§ Prompt
Each line of the records that holds the word "loose" should be copied out.

§ Extracted information
_ _ _ _ _

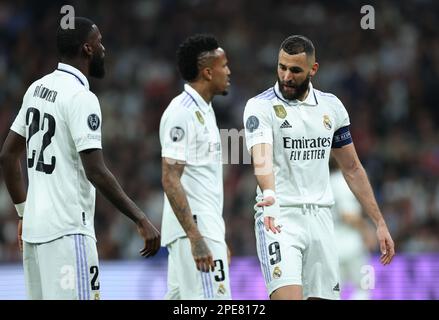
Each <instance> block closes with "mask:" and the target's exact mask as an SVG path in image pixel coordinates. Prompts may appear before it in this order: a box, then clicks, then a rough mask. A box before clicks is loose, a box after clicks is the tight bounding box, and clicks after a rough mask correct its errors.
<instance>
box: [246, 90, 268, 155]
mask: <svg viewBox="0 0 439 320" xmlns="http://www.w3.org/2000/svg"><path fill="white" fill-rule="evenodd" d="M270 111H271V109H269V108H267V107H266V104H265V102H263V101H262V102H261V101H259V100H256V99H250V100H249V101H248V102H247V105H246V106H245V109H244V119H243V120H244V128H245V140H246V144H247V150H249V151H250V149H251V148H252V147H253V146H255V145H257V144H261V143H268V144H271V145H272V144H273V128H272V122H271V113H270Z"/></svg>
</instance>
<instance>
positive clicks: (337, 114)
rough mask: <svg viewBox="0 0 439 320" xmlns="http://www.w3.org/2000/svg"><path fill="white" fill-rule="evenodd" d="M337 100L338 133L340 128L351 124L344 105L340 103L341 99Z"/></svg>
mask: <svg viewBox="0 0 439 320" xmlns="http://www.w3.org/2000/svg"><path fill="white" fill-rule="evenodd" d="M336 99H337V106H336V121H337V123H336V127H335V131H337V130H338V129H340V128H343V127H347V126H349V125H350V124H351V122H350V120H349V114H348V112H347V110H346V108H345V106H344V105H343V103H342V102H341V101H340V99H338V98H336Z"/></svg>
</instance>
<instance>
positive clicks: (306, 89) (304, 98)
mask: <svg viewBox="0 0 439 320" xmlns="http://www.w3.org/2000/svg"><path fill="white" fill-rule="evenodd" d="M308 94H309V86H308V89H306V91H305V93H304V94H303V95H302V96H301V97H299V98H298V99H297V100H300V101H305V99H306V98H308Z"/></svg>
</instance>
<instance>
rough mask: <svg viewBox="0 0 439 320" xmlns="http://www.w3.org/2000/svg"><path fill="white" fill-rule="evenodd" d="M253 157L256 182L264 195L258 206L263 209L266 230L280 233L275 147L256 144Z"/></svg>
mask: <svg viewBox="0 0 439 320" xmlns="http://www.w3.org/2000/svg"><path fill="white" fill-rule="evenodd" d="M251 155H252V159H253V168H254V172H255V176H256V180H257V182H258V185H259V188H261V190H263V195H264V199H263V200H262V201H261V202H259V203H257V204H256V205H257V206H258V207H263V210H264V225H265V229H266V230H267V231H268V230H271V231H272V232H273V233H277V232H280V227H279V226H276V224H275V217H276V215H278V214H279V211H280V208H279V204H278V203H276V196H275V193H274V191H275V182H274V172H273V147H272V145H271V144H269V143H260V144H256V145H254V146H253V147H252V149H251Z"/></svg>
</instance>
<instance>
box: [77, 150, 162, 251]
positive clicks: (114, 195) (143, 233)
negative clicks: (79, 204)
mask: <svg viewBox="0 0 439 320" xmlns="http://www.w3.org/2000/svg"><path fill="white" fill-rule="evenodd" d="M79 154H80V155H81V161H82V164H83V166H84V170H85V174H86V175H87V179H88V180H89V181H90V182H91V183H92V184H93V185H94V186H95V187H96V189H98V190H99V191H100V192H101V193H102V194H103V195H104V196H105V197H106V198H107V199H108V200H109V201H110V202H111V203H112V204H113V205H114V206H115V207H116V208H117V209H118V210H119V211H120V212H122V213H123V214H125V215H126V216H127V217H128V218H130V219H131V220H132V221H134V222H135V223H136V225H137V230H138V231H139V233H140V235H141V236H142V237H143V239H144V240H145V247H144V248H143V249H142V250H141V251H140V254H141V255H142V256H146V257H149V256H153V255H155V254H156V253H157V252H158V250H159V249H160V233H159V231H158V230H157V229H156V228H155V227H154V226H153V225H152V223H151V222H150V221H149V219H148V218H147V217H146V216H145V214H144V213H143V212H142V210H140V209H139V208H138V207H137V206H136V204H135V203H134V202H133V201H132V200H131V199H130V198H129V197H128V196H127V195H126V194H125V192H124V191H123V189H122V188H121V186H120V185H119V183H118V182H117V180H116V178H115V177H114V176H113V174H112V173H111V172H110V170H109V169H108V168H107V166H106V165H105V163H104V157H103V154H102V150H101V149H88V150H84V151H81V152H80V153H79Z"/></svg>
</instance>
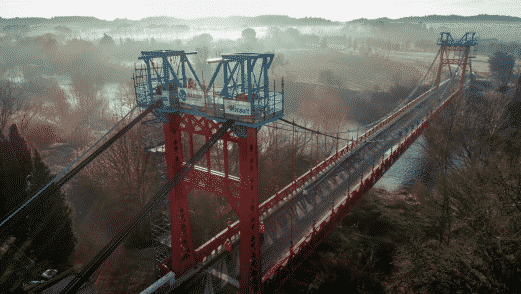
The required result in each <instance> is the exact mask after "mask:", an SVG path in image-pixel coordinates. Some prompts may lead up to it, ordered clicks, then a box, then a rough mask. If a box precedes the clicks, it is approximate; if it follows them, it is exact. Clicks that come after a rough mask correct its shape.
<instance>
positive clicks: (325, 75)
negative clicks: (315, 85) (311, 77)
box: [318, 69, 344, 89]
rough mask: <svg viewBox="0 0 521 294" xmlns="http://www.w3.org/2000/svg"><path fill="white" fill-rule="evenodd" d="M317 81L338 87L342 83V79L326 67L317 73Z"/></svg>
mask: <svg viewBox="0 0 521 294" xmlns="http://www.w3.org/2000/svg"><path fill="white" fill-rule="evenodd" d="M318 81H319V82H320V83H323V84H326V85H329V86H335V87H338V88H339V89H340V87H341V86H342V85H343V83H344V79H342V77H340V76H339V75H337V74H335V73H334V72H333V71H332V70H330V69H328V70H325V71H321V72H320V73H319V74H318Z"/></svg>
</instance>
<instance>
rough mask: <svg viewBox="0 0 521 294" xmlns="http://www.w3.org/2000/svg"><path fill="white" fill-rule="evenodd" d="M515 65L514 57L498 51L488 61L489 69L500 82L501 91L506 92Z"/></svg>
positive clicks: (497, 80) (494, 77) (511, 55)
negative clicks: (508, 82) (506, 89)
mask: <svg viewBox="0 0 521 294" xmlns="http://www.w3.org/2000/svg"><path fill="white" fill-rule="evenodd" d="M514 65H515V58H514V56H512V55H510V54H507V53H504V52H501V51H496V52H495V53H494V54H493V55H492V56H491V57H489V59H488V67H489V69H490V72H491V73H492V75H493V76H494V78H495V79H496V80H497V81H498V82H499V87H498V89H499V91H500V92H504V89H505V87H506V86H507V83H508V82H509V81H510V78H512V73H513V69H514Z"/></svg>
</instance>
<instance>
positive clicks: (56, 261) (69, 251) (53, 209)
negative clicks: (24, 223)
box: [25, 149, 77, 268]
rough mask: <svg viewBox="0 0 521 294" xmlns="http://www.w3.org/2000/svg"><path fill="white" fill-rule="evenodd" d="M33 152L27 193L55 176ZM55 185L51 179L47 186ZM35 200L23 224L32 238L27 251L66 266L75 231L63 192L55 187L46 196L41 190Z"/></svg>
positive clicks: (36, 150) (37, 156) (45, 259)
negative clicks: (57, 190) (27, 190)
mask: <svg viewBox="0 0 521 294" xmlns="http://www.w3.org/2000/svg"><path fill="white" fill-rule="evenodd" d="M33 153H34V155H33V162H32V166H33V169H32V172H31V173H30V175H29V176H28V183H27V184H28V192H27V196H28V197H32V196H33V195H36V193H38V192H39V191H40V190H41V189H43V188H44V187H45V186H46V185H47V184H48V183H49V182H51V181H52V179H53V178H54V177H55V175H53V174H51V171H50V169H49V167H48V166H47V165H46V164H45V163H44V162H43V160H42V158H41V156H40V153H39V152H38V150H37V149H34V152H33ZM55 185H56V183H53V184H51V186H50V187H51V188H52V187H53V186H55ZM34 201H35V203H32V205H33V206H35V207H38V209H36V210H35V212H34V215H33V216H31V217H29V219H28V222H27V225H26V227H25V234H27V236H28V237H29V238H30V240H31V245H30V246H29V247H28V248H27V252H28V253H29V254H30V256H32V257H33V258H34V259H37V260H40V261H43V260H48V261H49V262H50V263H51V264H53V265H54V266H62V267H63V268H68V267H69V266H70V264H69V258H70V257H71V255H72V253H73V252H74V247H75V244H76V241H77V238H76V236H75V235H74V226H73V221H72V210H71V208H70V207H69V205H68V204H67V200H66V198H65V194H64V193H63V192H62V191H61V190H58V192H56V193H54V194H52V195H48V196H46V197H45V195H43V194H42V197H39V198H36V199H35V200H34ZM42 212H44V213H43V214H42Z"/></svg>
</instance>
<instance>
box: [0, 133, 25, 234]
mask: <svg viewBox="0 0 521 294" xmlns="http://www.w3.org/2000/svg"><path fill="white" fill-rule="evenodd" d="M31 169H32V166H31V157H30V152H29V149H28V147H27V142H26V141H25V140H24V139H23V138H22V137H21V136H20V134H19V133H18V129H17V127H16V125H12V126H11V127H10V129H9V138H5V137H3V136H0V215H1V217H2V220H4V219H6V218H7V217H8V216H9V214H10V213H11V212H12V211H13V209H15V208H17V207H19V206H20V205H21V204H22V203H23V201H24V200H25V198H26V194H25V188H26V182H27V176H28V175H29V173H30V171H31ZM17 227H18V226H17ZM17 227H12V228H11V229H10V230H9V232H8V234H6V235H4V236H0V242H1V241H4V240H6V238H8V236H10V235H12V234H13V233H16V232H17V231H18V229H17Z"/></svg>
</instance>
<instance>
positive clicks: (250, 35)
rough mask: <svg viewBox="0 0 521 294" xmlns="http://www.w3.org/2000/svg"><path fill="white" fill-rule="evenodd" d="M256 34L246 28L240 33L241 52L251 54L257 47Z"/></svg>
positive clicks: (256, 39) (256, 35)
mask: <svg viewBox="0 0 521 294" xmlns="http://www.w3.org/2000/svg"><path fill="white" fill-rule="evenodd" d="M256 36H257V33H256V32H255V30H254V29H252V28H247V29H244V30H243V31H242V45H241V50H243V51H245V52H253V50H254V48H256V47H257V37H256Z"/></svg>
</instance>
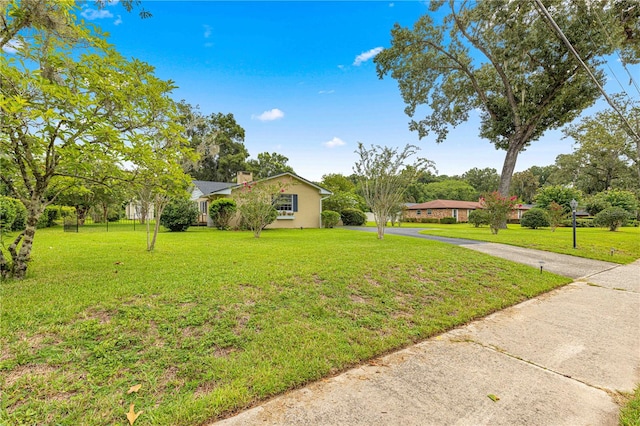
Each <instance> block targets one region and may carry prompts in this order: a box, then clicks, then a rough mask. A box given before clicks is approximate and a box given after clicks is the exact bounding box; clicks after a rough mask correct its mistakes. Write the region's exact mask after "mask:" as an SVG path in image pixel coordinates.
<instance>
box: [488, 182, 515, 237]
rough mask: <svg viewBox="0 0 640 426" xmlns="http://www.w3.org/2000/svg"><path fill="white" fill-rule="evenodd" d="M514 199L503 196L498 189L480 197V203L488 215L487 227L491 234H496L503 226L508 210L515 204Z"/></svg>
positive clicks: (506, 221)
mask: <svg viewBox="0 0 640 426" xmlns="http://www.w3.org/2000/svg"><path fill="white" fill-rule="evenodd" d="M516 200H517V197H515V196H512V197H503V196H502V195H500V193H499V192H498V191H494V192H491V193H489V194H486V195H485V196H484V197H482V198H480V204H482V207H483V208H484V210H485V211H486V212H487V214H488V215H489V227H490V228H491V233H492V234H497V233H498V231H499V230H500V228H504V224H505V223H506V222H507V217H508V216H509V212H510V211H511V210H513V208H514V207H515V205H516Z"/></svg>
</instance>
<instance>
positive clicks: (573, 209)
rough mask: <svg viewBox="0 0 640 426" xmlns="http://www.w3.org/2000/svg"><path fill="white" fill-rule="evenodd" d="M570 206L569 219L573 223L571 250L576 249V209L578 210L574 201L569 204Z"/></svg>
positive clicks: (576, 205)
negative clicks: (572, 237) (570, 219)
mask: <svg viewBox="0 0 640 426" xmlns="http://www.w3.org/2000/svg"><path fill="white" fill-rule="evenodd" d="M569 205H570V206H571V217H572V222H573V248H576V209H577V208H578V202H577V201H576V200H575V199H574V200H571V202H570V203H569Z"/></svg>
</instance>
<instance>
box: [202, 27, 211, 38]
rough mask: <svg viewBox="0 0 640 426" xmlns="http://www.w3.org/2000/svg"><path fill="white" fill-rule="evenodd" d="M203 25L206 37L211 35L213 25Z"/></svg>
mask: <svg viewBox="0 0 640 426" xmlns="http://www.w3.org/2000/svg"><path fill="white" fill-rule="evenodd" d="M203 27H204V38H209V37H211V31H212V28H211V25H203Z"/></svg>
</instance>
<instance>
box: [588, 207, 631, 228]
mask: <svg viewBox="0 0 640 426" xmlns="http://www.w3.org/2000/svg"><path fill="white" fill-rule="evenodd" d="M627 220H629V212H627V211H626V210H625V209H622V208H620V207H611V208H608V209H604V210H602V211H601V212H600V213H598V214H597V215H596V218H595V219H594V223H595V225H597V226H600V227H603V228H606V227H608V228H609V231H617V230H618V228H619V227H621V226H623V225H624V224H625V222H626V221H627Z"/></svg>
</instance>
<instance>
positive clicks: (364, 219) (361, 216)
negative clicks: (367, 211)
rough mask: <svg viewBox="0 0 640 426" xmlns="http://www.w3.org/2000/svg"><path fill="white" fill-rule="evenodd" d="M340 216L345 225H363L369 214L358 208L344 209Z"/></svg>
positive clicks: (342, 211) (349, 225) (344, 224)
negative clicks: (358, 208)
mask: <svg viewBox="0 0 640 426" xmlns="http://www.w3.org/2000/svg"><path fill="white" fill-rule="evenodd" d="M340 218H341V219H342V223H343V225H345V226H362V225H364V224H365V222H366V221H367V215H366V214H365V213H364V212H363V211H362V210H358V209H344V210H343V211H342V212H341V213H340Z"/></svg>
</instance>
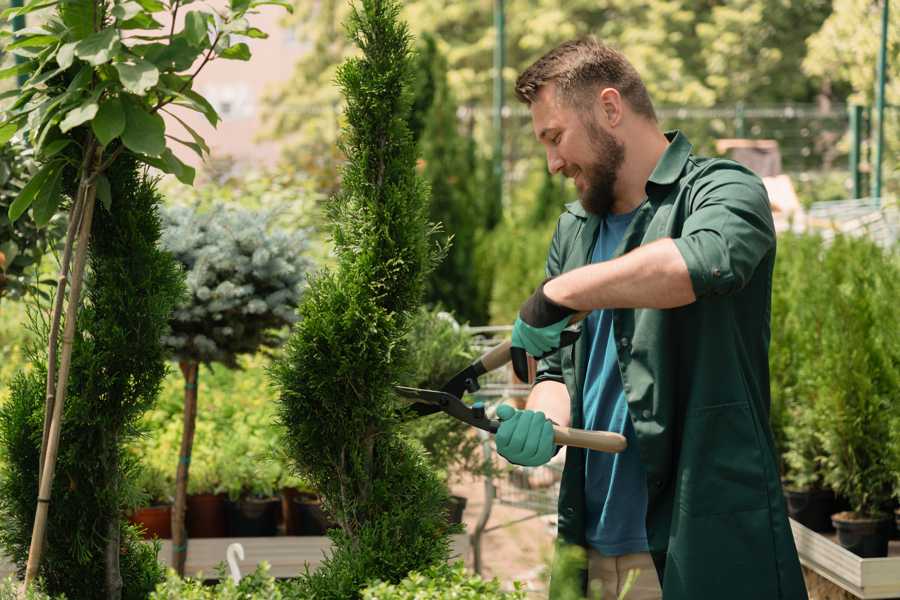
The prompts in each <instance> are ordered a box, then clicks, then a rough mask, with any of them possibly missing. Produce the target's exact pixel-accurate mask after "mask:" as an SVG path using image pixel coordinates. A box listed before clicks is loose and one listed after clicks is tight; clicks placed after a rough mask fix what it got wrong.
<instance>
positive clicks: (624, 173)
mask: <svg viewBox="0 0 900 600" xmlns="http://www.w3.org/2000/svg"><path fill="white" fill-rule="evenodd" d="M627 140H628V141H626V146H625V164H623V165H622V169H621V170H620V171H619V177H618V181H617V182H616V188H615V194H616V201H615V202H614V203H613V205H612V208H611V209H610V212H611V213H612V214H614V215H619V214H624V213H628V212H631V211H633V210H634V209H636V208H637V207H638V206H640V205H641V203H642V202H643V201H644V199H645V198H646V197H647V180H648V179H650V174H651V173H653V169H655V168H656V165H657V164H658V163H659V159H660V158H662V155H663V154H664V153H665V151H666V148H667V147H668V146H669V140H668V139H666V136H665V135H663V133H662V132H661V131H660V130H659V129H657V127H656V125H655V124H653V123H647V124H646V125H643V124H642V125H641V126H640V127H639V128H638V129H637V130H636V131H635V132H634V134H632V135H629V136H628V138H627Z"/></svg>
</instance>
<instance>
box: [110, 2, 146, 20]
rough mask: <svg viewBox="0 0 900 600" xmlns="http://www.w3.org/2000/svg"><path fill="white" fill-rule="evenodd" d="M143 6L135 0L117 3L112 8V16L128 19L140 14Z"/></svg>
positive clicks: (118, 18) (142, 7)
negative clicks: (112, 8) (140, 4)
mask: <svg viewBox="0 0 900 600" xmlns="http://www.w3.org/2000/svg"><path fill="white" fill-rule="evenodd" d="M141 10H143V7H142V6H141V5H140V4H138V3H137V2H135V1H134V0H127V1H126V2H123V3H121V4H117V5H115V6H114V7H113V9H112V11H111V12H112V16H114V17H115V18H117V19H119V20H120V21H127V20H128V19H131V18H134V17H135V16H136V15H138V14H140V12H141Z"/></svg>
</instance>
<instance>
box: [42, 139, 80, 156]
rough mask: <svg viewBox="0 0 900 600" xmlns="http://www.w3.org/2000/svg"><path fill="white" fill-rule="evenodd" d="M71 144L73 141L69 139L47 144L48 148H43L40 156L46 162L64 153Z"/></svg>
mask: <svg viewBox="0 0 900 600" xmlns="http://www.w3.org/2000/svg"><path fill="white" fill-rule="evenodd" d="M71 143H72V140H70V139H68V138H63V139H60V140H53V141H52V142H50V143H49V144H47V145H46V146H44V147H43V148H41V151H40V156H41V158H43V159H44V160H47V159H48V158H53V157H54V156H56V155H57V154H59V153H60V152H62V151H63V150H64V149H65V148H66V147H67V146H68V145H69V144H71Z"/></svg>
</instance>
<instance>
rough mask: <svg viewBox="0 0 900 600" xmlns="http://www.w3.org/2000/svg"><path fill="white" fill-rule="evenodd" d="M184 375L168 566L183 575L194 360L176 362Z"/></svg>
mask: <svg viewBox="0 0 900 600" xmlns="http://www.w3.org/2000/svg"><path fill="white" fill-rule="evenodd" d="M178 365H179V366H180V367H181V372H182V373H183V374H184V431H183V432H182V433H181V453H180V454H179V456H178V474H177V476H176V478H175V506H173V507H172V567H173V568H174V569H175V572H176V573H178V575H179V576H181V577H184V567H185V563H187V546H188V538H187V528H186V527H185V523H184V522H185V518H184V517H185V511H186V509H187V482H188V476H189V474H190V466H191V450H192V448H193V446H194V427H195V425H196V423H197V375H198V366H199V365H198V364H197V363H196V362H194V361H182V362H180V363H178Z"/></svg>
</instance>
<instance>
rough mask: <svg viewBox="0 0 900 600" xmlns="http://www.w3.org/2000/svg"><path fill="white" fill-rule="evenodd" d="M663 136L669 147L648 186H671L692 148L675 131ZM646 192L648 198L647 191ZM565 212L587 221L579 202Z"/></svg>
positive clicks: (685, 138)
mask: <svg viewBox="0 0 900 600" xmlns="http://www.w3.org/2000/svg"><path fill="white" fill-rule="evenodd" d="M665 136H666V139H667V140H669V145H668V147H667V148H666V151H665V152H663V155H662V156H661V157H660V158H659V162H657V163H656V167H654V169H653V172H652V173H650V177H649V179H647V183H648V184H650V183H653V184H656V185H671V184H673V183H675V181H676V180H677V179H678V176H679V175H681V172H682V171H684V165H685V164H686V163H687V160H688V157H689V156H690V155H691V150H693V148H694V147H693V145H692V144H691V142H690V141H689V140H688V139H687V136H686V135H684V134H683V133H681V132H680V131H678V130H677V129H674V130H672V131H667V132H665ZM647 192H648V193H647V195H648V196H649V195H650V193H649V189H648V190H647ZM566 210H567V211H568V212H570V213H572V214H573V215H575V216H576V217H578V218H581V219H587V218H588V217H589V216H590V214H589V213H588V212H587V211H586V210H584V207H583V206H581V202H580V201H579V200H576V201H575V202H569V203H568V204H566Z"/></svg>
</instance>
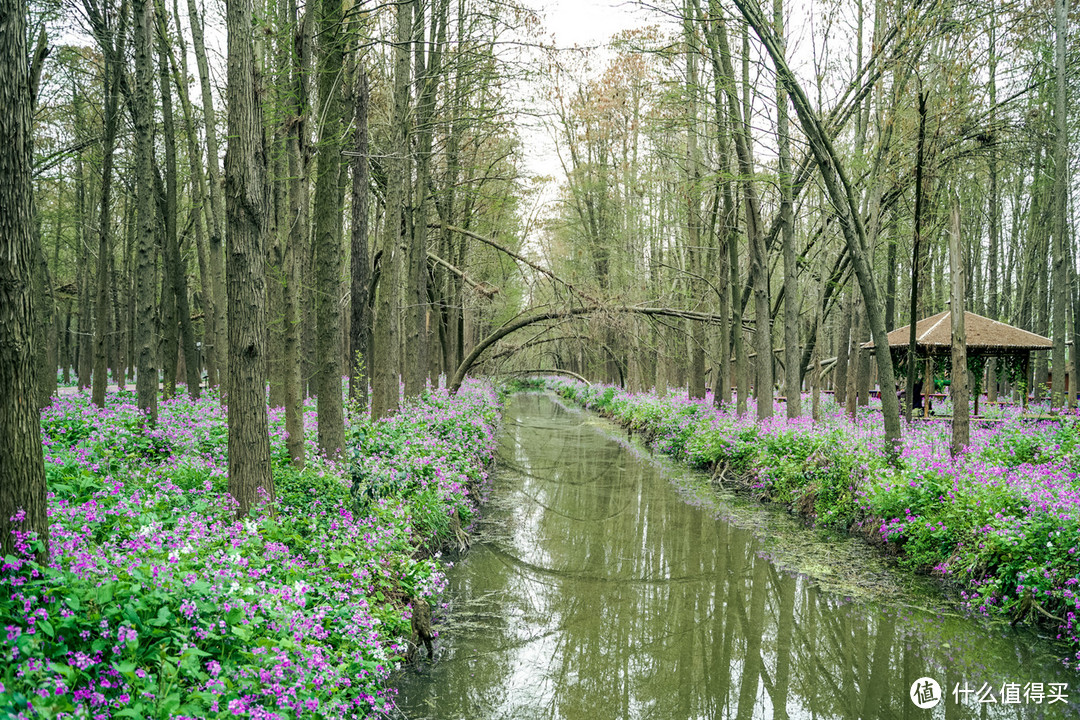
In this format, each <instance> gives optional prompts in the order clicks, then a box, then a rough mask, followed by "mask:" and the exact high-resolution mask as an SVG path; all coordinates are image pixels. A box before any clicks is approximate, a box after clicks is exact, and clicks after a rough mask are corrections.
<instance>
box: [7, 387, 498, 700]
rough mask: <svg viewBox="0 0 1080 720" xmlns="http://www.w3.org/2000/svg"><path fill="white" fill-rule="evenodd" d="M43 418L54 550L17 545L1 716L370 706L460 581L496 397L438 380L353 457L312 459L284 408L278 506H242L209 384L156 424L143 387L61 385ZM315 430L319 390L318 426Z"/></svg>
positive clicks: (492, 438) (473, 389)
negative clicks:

_ _ _ _ _

§ Solved problem
Each <instance> block closes with "mask:" and the target's exact mask as an SVG path in image pixel coordinates. Prompts may appear before it in this order: a box, then clicks, then a rough mask. A box before clicks is loose, a box after clicks is the tight bounding box, and clicks after a rough mask correct its errors.
The prompts in each <instance> are ordered a box, then clicks, then a rough mask, with any of them possibly missing. Produce the target's exact pixel-accurate mask after "mask:" as an SVG path using image pixel coordinates. A box listed before clicks is loose and one listed after clicks is tight; clicks placed after a rough mask fix what it got wrong.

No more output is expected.